Problem description =>
Start to finish, copy the data exactly.

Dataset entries
Segment Open
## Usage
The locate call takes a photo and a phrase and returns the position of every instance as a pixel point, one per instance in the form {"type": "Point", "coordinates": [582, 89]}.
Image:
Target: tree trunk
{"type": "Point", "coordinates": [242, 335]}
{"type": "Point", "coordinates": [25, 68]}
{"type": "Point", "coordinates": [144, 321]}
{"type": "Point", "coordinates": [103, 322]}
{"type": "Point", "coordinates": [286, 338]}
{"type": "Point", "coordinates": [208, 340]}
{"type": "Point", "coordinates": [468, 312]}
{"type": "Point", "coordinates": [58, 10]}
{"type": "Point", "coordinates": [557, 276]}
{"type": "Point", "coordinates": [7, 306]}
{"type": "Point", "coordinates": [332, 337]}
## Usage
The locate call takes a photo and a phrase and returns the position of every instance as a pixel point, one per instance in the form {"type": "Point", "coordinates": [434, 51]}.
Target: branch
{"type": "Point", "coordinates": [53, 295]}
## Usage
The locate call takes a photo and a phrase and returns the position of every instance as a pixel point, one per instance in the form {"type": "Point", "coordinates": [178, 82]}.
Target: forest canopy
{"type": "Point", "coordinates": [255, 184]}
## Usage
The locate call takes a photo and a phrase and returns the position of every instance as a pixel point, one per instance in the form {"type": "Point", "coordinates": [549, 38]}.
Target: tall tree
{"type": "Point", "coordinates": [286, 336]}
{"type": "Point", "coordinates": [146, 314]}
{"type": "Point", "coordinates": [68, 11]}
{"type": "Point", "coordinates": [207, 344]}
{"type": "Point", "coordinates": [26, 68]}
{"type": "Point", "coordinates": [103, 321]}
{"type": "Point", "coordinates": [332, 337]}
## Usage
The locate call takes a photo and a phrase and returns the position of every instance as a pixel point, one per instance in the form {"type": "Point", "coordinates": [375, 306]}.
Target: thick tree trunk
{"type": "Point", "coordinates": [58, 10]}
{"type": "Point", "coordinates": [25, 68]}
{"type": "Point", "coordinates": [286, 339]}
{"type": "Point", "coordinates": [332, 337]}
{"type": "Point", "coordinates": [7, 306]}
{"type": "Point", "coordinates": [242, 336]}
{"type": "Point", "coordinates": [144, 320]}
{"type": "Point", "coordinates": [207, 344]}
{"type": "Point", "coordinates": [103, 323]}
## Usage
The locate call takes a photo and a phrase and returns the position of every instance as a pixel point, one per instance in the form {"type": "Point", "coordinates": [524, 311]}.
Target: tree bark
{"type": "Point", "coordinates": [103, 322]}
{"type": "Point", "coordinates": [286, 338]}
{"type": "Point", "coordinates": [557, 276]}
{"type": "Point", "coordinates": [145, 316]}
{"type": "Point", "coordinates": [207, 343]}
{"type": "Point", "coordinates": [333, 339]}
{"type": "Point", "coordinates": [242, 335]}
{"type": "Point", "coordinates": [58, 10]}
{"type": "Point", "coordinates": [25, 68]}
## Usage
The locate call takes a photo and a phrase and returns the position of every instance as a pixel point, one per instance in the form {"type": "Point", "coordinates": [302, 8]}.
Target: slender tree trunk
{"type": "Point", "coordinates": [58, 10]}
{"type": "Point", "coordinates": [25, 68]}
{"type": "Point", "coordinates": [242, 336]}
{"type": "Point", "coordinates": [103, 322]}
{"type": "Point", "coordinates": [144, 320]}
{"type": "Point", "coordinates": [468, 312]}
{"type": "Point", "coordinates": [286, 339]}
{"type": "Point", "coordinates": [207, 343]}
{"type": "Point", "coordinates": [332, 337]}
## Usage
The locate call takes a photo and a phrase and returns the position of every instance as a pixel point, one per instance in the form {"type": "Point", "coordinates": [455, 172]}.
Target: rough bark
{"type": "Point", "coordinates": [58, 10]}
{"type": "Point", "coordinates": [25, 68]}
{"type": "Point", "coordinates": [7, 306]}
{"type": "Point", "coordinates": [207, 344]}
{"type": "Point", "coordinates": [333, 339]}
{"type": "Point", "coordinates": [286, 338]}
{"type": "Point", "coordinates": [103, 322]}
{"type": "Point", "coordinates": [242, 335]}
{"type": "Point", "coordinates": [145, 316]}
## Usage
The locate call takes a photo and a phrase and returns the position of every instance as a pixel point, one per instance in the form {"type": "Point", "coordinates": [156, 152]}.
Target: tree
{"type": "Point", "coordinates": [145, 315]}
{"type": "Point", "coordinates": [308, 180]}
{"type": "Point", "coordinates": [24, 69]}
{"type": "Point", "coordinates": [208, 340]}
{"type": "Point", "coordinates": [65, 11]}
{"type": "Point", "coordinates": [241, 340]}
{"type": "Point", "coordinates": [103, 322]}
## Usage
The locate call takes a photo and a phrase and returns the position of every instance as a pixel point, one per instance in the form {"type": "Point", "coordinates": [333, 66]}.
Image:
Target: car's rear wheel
Segment Closed
Solved exercise =>
## Usage
The locate call takes a photo and a phrase and returns the position of every instance as a pixel point, one per instance in the form {"type": "Point", "coordinates": [582, 89]}.
Image:
Target: tree trunk
{"type": "Point", "coordinates": [242, 335]}
{"type": "Point", "coordinates": [25, 68]}
{"type": "Point", "coordinates": [144, 321]}
{"type": "Point", "coordinates": [103, 322]}
{"type": "Point", "coordinates": [286, 338]}
{"type": "Point", "coordinates": [208, 340]}
{"type": "Point", "coordinates": [468, 312]}
{"type": "Point", "coordinates": [58, 10]}
{"type": "Point", "coordinates": [557, 276]}
{"type": "Point", "coordinates": [7, 306]}
{"type": "Point", "coordinates": [332, 337]}
## Usage
The locate call takes a photo and a phrase and returns the position of every instance as a pixel point, one per instance in the form {"type": "Point", "coordinates": [434, 51]}.
Target: branch
{"type": "Point", "coordinates": [53, 295]}
## Usage
The locate call takes a photo and a phrase and returns the position of every instance as a pixel point, one per instance in the form {"type": "Point", "coordinates": [178, 82]}.
Target: forest canopy
{"type": "Point", "coordinates": [255, 184]}
## Usage
The locate call takes a photo and a phrase and returns the position of every instance as a pixel point, one per instance in the form {"type": "Point", "coordinates": [549, 38]}.
Target: tall tree
{"type": "Point", "coordinates": [286, 336]}
{"type": "Point", "coordinates": [146, 314]}
{"type": "Point", "coordinates": [68, 11]}
{"type": "Point", "coordinates": [207, 344]}
{"type": "Point", "coordinates": [26, 68]}
{"type": "Point", "coordinates": [103, 321]}
{"type": "Point", "coordinates": [332, 337]}
## Usage
The locate call takes a photo and a phrase and returns the position of every instance as a pixel point, one per instance in the form {"type": "Point", "coordinates": [375, 306]}.
Target: thick tree trunk
{"type": "Point", "coordinates": [58, 10]}
{"type": "Point", "coordinates": [25, 68]}
{"type": "Point", "coordinates": [286, 339]}
{"type": "Point", "coordinates": [332, 337]}
{"type": "Point", "coordinates": [7, 306]}
{"type": "Point", "coordinates": [242, 336]}
{"type": "Point", "coordinates": [144, 320]}
{"type": "Point", "coordinates": [207, 344]}
{"type": "Point", "coordinates": [103, 323]}
## Usage
The locate call takes a photo and a phrase and returns the position of every instance as a pixel point, one per instance in the form {"type": "Point", "coordinates": [524, 311]}.
Target: tree bark
{"type": "Point", "coordinates": [103, 322]}
{"type": "Point", "coordinates": [286, 338]}
{"type": "Point", "coordinates": [557, 276]}
{"type": "Point", "coordinates": [145, 316]}
{"type": "Point", "coordinates": [207, 343]}
{"type": "Point", "coordinates": [333, 339]}
{"type": "Point", "coordinates": [242, 335]}
{"type": "Point", "coordinates": [58, 10]}
{"type": "Point", "coordinates": [25, 68]}
## Usage
The locate call takes a photo and a phrase and returns the position of every instance as a pixel point, one per instance in the form {"type": "Point", "coordinates": [302, 8]}.
Target: slender tree trunk
{"type": "Point", "coordinates": [58, 10]}
{"type": "Point", "coordinates": [25, 68]}
{"type": "Point", "coordinates": [242, 336]}
{"type": "Point", "coordinates": [103, 322]}
{"type": "Point", "coordinates": [144, 320]}
{"type": "Point", "coordinates": [468, 312]}
{"type": "Point", "coordinates": [286, 339]}
{"type": "Point", "coordinates": [207, 343]}
{"type": "Point", "coordinates": [332, 337]}
## Usage
The locate call takes a photo and a phrase and returns the position of every instance as a pixel point, one per instance in the form {"type": "Point", "coordinates": [455, 172]}.
Target: rough bark
{"type": "Point", "coordinates": [58, 10]}
{"type": "Point", "coordinates": [25, 68]}
{"type": "Point", "coordinates": [7, 306]}
{"type": "Point", "coordinates": [207, 344]}
{"type": "Point", "coordinates": [333, 339]}
{"type": "Point", "coordinates": [286, 338]}
{"type": "Point", "coordinates": [103, 322]}
{"type": "Point", "coordinates": [242, 335]}
{"type": "Point", "coordinates": [145, 316]}
## Usage
The locate call takes a photo and a phrase and returns the position of every instance as a pixel point, one per instance in the form {"type": "Point", "coordinates": [156, 152]}.
Target: tree
{"type": "Point", "coordinates": [145, 315]}
{"type": "Point", "coordinates": [308, 180]}
{"type": "Point", "coordinates": [24, 69]}
{"type": "Point", "coordinates": [208, 340]}
{"type": "Point", "coordinates": [65, 11]}
{"type": "Point", "coordinates": [241, 340]}
{"type": "Point", "coordinates": [103, 322]}
## Usage
The locate call takes a photo and a phrase and returns the position of every instance as a pixel point, one per instance in the form {"type": "Point", "coordinates": [333, 66]}.
Image:
Target: car's rear wheel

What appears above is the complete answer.